→ The problem
Pull out every line of the items below that contains the string "vent", and copy each one in full.

[begin Supplied records]

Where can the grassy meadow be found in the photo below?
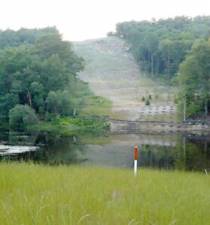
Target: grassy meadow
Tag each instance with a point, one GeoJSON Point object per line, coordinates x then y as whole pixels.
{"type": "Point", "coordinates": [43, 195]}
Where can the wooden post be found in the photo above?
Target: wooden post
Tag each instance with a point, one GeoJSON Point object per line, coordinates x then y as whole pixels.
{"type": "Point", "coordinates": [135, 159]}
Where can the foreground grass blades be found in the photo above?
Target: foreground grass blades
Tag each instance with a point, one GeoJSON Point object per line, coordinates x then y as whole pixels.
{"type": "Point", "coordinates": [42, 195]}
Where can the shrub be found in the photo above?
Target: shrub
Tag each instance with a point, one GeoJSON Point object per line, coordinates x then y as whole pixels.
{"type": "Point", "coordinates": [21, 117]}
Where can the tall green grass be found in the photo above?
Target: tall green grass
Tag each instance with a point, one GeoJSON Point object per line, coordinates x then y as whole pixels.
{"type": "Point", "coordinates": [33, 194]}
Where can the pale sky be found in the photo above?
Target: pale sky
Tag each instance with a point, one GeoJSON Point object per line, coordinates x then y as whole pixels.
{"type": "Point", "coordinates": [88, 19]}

[end Supplied records]
[begin Supplied records]

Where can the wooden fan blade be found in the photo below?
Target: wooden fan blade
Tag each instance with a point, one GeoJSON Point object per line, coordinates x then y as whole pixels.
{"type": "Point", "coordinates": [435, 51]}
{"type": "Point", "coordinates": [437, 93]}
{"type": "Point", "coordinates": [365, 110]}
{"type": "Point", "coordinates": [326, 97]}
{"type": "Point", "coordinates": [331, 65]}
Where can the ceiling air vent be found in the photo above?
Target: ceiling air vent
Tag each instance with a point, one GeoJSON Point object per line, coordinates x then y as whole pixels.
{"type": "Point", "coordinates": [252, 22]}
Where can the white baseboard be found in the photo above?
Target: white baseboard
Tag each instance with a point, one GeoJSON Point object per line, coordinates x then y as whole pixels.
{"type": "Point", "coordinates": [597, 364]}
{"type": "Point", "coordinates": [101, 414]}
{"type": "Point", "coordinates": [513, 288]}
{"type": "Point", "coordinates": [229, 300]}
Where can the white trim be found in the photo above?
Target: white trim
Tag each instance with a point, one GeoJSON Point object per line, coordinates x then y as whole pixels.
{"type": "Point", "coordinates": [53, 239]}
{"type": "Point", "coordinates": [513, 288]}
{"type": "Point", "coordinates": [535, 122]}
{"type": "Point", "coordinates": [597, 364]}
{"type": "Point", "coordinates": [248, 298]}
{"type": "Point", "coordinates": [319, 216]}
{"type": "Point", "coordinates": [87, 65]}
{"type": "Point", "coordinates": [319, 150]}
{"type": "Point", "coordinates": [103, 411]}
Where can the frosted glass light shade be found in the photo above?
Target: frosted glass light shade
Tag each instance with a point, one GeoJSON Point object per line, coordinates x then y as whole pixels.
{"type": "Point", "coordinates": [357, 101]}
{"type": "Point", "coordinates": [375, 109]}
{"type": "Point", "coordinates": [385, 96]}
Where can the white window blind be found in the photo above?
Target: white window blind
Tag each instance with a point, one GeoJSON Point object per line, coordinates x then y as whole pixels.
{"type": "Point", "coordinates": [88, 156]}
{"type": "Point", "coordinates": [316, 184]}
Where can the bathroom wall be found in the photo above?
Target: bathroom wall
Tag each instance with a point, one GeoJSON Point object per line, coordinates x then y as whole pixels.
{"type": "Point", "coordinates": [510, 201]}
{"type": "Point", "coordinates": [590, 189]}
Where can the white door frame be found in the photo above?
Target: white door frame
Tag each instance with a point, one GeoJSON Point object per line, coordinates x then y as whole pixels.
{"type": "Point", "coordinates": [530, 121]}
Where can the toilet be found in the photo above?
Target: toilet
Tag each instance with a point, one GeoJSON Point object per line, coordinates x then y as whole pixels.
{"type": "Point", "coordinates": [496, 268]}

[end Supplied records]

→ Expected answer
Where can the ceiling air vent be found in the photo above?
Target: ceiling air vent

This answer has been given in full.